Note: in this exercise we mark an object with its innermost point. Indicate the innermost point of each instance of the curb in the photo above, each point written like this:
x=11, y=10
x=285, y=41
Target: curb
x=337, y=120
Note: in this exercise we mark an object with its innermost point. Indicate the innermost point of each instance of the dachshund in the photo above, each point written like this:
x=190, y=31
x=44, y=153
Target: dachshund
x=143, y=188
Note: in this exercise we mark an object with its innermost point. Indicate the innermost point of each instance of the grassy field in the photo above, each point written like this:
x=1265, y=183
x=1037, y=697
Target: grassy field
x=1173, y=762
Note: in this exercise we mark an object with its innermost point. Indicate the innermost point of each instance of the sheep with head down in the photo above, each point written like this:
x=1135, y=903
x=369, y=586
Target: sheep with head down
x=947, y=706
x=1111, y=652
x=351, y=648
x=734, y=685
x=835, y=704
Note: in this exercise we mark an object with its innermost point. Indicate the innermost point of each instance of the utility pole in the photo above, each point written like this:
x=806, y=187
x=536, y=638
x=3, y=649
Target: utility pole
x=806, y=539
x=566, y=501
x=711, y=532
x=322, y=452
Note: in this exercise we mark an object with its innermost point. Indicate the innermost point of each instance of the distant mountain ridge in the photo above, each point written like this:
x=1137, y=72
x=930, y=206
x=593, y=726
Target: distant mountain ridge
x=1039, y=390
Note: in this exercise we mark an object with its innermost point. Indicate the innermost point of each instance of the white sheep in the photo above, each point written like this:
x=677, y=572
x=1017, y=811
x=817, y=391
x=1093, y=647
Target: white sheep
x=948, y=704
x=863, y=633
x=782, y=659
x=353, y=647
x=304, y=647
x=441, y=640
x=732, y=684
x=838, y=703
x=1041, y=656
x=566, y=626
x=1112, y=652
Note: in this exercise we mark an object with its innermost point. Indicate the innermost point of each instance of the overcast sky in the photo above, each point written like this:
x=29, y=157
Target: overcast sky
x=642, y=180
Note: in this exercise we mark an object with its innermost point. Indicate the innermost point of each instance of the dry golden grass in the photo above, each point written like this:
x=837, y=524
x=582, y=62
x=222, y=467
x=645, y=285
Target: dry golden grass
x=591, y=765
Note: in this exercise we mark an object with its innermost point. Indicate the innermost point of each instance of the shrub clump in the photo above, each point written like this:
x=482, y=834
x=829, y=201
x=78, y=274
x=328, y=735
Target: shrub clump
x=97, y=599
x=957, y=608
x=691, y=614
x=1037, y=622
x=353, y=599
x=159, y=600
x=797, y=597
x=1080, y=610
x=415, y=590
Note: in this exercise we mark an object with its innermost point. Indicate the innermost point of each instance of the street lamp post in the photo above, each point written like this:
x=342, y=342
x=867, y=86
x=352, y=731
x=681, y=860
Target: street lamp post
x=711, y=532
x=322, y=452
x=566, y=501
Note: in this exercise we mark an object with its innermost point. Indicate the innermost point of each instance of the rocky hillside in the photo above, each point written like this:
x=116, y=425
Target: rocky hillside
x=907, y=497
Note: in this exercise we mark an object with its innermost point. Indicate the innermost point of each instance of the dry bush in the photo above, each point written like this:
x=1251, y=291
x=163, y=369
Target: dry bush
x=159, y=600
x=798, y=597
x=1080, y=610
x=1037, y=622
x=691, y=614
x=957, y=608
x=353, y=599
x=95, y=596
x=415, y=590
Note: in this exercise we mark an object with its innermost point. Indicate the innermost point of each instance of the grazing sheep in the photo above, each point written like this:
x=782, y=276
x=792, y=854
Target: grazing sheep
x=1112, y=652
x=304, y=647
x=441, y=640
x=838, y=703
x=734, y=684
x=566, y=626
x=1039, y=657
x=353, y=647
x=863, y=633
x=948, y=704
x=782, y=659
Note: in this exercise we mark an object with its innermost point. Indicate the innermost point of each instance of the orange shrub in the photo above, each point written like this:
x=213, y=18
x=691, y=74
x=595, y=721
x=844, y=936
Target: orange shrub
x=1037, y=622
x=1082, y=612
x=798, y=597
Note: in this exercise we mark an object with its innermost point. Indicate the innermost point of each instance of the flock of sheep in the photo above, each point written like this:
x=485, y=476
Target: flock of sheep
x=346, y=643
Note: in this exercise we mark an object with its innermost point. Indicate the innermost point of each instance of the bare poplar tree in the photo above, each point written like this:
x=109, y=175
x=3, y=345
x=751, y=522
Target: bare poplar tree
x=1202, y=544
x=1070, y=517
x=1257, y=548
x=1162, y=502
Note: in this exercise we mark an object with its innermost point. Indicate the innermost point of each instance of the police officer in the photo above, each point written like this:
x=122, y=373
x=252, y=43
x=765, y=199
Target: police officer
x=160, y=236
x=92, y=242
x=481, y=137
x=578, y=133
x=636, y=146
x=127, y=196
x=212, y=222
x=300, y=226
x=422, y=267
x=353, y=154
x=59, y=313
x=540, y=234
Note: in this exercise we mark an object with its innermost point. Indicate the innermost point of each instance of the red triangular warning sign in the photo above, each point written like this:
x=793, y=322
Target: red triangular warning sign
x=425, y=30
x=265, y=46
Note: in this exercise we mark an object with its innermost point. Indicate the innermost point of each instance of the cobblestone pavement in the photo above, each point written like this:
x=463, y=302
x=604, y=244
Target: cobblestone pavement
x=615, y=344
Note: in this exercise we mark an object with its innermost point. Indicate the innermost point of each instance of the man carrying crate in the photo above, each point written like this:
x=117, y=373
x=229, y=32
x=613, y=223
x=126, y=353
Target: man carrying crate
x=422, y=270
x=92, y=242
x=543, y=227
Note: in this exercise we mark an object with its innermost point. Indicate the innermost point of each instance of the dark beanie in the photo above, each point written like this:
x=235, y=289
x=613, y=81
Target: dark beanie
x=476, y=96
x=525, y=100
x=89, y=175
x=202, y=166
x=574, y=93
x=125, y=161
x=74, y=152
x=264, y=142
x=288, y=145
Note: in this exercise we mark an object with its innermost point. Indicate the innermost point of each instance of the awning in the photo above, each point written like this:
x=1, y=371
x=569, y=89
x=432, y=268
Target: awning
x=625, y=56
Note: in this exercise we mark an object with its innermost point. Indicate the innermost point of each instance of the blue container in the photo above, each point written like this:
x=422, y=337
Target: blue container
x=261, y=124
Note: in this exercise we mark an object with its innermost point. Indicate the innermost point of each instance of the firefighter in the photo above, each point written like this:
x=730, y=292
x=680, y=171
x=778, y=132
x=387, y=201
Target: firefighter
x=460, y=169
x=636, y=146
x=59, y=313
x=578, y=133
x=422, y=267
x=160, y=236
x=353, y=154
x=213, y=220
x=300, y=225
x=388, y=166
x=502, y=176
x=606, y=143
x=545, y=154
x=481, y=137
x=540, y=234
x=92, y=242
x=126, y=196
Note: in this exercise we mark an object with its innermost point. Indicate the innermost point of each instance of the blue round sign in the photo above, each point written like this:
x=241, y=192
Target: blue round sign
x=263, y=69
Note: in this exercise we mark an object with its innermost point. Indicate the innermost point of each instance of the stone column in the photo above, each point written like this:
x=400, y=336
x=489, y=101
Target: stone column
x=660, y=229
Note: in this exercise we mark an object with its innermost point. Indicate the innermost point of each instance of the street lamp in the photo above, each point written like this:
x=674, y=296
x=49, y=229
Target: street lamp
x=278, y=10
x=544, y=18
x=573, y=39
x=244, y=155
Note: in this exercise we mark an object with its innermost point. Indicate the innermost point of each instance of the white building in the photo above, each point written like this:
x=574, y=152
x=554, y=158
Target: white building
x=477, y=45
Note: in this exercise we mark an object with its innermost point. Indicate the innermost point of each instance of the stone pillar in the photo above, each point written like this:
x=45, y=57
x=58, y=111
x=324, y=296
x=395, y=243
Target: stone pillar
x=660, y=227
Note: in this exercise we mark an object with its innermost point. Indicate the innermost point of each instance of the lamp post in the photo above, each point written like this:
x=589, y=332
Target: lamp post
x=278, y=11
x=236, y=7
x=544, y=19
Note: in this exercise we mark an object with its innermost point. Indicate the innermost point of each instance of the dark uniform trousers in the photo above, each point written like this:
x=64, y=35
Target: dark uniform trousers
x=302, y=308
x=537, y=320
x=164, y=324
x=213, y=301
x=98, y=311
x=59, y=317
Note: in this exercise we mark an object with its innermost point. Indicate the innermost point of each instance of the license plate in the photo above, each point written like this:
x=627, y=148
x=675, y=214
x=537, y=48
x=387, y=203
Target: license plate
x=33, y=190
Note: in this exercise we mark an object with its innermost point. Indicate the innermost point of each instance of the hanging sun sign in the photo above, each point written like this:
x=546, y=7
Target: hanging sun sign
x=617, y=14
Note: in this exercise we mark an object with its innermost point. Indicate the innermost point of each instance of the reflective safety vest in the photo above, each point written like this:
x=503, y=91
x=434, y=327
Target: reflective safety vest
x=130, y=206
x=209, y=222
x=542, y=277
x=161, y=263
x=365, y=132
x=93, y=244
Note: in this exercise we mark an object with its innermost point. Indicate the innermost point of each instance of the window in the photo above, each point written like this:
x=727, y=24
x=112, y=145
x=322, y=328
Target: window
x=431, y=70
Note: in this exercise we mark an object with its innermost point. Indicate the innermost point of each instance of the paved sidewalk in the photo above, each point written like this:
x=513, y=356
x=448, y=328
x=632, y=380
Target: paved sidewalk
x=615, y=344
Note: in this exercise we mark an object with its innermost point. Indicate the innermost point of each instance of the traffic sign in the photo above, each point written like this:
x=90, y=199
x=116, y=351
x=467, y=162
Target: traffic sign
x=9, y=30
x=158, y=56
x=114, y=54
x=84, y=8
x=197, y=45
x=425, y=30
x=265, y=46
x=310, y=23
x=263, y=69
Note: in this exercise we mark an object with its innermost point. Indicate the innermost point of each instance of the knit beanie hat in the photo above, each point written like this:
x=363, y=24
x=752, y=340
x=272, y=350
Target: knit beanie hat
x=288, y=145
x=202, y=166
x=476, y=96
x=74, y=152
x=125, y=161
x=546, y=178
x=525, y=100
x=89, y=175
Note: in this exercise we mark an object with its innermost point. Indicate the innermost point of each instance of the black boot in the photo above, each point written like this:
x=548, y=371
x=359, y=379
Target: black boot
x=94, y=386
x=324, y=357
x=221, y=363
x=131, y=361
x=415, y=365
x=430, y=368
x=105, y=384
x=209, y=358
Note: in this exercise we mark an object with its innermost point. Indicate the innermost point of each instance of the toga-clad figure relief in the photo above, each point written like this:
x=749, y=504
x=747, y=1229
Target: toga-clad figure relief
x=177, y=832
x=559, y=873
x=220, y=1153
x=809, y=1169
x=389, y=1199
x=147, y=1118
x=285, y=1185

INSTRUCTIONS TO FOLLOW: Only the lines from the start of the material through the line containing "of the utility" belong in the answer, each copied exactly.

RESPONSE BELOW:
Note: in this exercise we mark an object with its innermost point. Indicate the innermost point of each instance of the curb in the photo above, each point written like this:
x=11, y=10
x=285, y=41
Target: curb
x=337, y=120
Note: in this exercise we mark an object with its innermost point. Indicate the innermost point of each instance of the dachshund in the photo above, each point written like this:
x=190, y=31
x=44, y=153
Target: dachshund
x=143, y=188
Note: in this exercise we mark an object with its innermost point. Indicate the innermost point of each instance of the grassy field in the photo above, each point written like this:
x=1265, y=183
x=1037, y=697
Target: grassy field
x=1173, y=762
Note: in this exercise we mark an object with its innermost point. Indicate the innermost point of each instance of the sheep with head down in the photo above, each point written like this:
x=1135, y=903
x=369, y=586
Target: sheep with head down
x=947, y=706
x=1111, y=652
x=351, y=648
x=734, y=685
x=835, y=704
Note: in this exercise we mark an object with its innermost point. Indicate the innermost point of each instance of the utility pole in the photo above, each point written like this:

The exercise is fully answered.